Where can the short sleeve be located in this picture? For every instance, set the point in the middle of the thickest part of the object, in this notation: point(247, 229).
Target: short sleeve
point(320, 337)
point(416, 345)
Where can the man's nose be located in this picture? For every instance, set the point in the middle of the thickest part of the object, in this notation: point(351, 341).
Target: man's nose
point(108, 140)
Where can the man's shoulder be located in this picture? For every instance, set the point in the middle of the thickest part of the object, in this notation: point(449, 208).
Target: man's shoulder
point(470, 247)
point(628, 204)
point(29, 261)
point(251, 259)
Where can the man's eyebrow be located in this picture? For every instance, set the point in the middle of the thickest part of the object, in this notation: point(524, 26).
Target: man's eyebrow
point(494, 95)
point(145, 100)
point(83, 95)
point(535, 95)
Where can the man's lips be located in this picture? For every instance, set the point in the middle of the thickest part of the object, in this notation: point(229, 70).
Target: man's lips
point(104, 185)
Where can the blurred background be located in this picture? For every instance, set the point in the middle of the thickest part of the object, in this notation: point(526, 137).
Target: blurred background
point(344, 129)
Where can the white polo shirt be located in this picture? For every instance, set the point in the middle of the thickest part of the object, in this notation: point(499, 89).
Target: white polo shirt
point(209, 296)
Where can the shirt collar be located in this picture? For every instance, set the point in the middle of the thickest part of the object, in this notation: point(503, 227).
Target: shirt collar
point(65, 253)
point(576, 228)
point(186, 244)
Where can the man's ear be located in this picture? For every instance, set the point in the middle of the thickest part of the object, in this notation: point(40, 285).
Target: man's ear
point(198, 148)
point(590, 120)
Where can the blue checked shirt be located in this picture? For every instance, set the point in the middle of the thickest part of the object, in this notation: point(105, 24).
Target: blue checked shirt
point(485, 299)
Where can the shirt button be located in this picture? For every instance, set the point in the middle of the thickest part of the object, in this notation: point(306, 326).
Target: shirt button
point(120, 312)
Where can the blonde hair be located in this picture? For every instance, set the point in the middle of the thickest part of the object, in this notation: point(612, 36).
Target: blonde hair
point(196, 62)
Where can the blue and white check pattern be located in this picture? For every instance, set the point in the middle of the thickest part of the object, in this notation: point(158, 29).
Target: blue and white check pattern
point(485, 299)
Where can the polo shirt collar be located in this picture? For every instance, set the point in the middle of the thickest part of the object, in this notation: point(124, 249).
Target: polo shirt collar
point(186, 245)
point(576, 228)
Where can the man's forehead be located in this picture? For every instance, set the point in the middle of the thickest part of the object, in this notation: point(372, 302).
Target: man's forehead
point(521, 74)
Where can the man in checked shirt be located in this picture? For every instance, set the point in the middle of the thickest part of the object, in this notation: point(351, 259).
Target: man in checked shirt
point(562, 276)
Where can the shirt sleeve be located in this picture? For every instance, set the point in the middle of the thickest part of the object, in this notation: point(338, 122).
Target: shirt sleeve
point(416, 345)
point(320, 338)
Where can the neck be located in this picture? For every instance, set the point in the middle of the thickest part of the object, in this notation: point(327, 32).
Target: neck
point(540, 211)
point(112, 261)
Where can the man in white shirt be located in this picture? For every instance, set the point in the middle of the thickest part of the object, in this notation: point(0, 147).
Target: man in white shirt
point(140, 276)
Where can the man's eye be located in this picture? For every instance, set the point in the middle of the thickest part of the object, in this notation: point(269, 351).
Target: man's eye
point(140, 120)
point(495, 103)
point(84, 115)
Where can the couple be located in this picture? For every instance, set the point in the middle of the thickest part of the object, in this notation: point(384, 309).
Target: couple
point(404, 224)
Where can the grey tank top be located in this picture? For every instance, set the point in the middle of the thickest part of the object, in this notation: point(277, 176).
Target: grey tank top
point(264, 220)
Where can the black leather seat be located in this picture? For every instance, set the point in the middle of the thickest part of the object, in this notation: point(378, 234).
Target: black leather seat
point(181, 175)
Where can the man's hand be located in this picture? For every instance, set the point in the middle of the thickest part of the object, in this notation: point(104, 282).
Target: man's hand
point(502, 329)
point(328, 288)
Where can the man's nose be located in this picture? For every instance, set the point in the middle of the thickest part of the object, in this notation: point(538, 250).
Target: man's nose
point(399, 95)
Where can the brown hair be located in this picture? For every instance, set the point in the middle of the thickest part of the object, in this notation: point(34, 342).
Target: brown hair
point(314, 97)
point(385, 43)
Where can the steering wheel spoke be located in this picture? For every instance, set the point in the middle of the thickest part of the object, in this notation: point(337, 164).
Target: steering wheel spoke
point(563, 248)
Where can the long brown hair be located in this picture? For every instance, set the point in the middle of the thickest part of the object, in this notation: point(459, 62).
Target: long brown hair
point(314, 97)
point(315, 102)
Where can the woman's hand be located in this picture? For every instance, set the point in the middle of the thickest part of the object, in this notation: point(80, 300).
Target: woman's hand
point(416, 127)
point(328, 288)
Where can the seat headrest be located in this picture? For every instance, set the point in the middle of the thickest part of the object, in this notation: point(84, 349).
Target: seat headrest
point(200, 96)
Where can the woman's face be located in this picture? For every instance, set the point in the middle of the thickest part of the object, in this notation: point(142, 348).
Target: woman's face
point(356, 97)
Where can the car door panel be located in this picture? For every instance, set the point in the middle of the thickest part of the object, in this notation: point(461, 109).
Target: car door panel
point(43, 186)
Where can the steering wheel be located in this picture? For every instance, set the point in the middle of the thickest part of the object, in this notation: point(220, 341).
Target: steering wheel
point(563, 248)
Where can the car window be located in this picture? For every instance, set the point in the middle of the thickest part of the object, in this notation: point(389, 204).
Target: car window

TASK GOAL. Output the entire set of records exactly as shown.

SOLUTION BELOW.
Where can the short sleeve be located in this picture? For every instance, set the point in the middle of the thickest part of the object, in this notation: point(247, 229).
Target: short sleeve
point(320, 337)
point(416, 345)
Where can the man's nose be located in this picture? For every instance, set the point in the middle of the thickest part of the object, in this notation: point(351, 341).
Target: man's nose
point(108, 140)
Where can the man's shoulder be located in this picture? For every instance, set the point in the middle of the thickest part of the object, in this notation: point(449, 208).
Target: man's shoulder
point(470, 247)
point(628, 204)
point(29, 261)
point(251, 259)
Where can the man's eyebrow be located in this picture? For every instance, set the point in the middle of the thickest part of the object, in this notation: point(524, 26).
Target: man's eyebrow
point(494, 95)
point(145, 100)
point(83, 95)
point(535, 95)
Where can the man's lips be located in this picture? For every instance, set the point in the middle of the thickest part of the object, in this notation: point(229, 70).
Target: man's lips
point(104, 185)
Where can the blurred background be located in this picture? For every instance, set the point in the middle of the thickest part of the object, in this notation: point(526, 137).
Target: blurred background
point(344, 129)
Where can the white polo shirt be located in this picture? For every instance, set the point in the middle of the thickest part of the object, in this notation: point(499, 89).
Target: white polo shirt
point(209, 296)
Where can the shirt collar be located in this picture? For every instance, set the point in the middle of the thickest part of the object, in this notation: point(503, 227).
Target: shirt collar
point(65, 253)
point(576, 228)
point(186, 244)
Where can the man's ear be located in this picture? For every instance, set the point in the middle of the thickest part of the object, in this notation: point(40, 285).
Target: man's ear
point(198, 148)
point(590, 120)
Where can the blue checked shirt be located in this picture? For every instance, set the point in the middle of the thickest part of the object, in this notation: point(105, 24).
Target: blue checked shirt
point(485, 299)
Where can the shirt button be located in this picture? For every instance, set the point in the middle of the thickest part of the object, in this notation: point(306, 326).
Target: shirt button
point(120, 312)
Where can the blonde hair be located in this picture? For every instance, set the point in the middle of the thickest part of the object, in this notation: point(612, 36).
Target: blonde hair
point(196, 62)
Where can the blue and white check pattern be located in this picture? For every instance, set the point in the middle of the thickest part of the object, in this notation: point(158, 29).
Target: blue and white check pattern
point(485, 299)
Where can the polo shirt collar be located in this picture? For every instance, set the point in the middle of the thickest part of the object, in this notation: point(124, 249).
Target: polo shirt collar
point(186, 245)
point(576, 228)
Where can the man's forehead be located in this picture? For every instance, set the point in the middle of the thickest part of the object, in this notation: point(372, 302).
Target: man's forehead
point(521, 74)
Where can the man in checked shirt be located in this picture? For every instance, set the point in the middle of the thickest part of the object, in this notation: point(351, 259).
Target: man in checked shirt
point(562, 276)
Where can the shirt sleeve be located in this picture? For every instance, set the point in the middle of the thickest part of the object, in this notation: point(338, 122).
Target: shirt sleeve
point(416, 345)
point(320, 338)
Where can the neck be located in this picture? For every instance, set the point in the middle of the thickest part of the object, in this notation: point(327, 32).
Target: neck
point(540, 211)
point(112, 261)
Where can the man in white shirt be located in this picture? For every instance, set the point in the middle of the thickest part of the object, in this notation: point(0, 147).
Target: man in white shirt
point(140, 276)
Where can the man's eye be located in this picture? For every instance, set the point in the middle of the thickest part of the object, in this notation: point(269, 351).
Target: man's eye
point(140, 120)
point(495, 103)
point(84, 115)
Where can the couple be located in this picture? For every instance, set the point in the middle of the thickest part of the object, in this notation: point(384, 309).
Target: couple
point(404, 224)
Where can the grey tank top be located in this picture? For every instance, set the point in the middle of the thickest part of the object, in this notation: point(277, 176).
Target: grey tank top
point(264, 220)
Where can the black leather seat be located in this picture? For every instance, set the point in the middle of the thickest part of the object, in this notation: point(378, 234).
Target: black leather seat
point(181, 175)
Where can the man's hand be located in this picture? For every instance, set the point in the middle of the thickest part of the object, in this notation: point(104, 282).
Target: man's hand
point(502, 329)
point(328, 288)
Where can the man's nose be located in this picture? For every instance, set the point in the middle of the thickest part of the object, in this notation: point(538, 250).
Target: man's nose
point(399, 95)
Where can the brown hair be located in this picture? For every instance, set the point in the middle of the thickest part of the object, in this notation: point(34, 342).
Target: brown hair
point(314, 97)
point(385, 43)
Where can the steering wheel spoke be located in this picture? For every instance, set the point in the middle of the thickest part of the object, in this notation: point(337, 164).
Target: steering wheel spoke
point(563, 248)
Where can the long brown hair be located in this picture? For every instance, set the point in the middle of the thickest part of the object, in this notation: point(459, 62).
Target: long brown hair
point(314, 97)
point(315, 102)
Where can the woman's hand be located in this picture? For every instance, set the point in the middle of the thickest part of the object, in this notation: point(80, 300).
Target: woman's hand
point(416, 127)
point(328, 288)
Where can the seat headrest be located in this picture? For every instance, set the point in the middle of the thickest part of the object, in this notation: point(84, 349).
Target: seat headrest
point(200, 96)
Where can the woman's face be located in this picture? For every instance, set the point in the middle of the thickest part of the object, in this notation: point(142, 348).
Target: woman's face
point(356, 97)
Where can the car door panel be located in this picture? For every instance, set the point in the middle of the thickest part of the object, in this notation: point(461, 109).
Target: car door panel
point(43, 186)
Where can the steering wheel be located in this picture? For every instance, set the point in the middle of the thickest part of the object, in this notation: point(220, 341).
Target: steering wheel
point(563, 248)
Where can the car window be located in this picture? For every instance, set the point in the middle of the thickest part of the object, in this notation: point(389, 204).
Target: car window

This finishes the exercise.